• Task brief
Recast the lines from the first one through the line containing "300 421 313 446", both included, as a Markdown table with the columns "Row" and "Line", numbering each row and leaving out blank lines.

• Provided data
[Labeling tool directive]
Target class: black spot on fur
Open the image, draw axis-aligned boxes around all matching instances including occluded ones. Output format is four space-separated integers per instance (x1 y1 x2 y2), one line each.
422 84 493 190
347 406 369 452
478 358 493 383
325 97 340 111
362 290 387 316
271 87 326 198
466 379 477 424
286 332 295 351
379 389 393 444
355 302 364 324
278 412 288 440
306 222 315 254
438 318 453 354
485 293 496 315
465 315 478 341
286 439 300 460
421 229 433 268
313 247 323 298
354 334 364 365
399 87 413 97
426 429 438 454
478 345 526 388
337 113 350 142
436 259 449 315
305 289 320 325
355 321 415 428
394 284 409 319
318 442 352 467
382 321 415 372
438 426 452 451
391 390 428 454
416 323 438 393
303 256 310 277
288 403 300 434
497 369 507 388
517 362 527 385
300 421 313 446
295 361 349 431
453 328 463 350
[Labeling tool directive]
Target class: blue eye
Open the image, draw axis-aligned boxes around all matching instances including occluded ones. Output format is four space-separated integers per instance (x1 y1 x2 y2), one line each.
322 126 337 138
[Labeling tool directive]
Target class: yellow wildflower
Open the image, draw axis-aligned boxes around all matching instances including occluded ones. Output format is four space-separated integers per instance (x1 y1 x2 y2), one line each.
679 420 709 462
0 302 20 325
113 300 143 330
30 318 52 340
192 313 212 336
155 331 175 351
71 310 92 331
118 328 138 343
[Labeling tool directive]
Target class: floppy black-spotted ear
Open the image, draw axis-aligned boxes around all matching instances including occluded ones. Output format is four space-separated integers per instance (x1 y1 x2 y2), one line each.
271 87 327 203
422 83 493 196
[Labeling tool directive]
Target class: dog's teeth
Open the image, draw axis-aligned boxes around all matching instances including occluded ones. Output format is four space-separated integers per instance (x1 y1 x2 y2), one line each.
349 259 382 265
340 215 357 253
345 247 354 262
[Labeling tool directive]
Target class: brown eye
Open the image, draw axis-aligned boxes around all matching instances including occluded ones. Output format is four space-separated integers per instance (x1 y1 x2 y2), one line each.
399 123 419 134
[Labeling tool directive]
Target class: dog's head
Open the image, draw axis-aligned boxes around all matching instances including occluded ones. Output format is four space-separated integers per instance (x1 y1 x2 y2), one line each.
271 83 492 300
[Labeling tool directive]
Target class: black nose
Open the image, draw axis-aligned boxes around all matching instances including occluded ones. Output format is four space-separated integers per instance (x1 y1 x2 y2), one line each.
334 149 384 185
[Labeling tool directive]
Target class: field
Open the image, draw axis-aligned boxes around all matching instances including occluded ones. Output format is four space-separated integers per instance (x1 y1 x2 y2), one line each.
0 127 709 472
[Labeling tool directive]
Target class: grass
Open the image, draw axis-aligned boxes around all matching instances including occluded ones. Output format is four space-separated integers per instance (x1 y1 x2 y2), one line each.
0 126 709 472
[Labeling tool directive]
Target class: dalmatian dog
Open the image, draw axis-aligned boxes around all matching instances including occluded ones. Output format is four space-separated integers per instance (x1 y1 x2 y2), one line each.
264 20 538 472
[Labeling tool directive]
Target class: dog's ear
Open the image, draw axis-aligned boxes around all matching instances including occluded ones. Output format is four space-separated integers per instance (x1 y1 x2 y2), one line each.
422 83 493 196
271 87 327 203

• Answer for this exercise
| Row | Line |
|---|---|
| 1 | [Labeling tool directive] |
| 2 | Target class: black spot on fur |
| 3 | Open the image, draw axis-aligned boxes around all matching instances including occluded ones. Output format is four space-separated integers per instance (x1 y1 x2 y2), one line each. |
| 4 | 422 84 493 190 |
| 5 | 347 406 369 452 |
| 6 | 478 358 493 383 |
| 7 | 325 97 340 111 |
| 8 | 362 290 387 316 |
| 9 | 271 87 326 198 |
| 10 | 466 379 477 424 |
| 11 | 286 332 295 351 |
| 12 | 379 389 393 444 |
| 13 | 355 302 364 324 |
| 14 | 278 412 288 440 |
| 15 | 306 222 315 254 |
| 16 | 438 318 453 354 |
| 17 | 485 293 496 315 |
| 18 | 465 315 478 341 |
| 19 | 286 439 300 460 |
| 20 | 421 229 433 268 |
| 21 | 313 247 323 298 |
| 22 | 354 334 364 365 |
| 23 | 399 87 413 97 |
| 24 | 426 429 438 454 |
| 25 | 478 345 526 388 |
| 26 | 337 113 350 142 |
| 27 | 436 259 449 315 |
| 28 | 305 289 320 325 |
| 29 | 355 321 415 428 |
| 30 | 394 284 409 319 |
| 31 | 318 442 352 467 |
| 32 | 382 321 415 372 |
| 33 | 438 426 452 451 |
| 34 | 391 390 428 454 |
| 35 | 416 323 438 393 |
| 36 | 303 256 310 277 |
| 37 | 288 403 300 434 |
| 38 | 497 369 507 388 |
| 39 | 517 362 527 385 |
| 40 | 300 421 313 446 |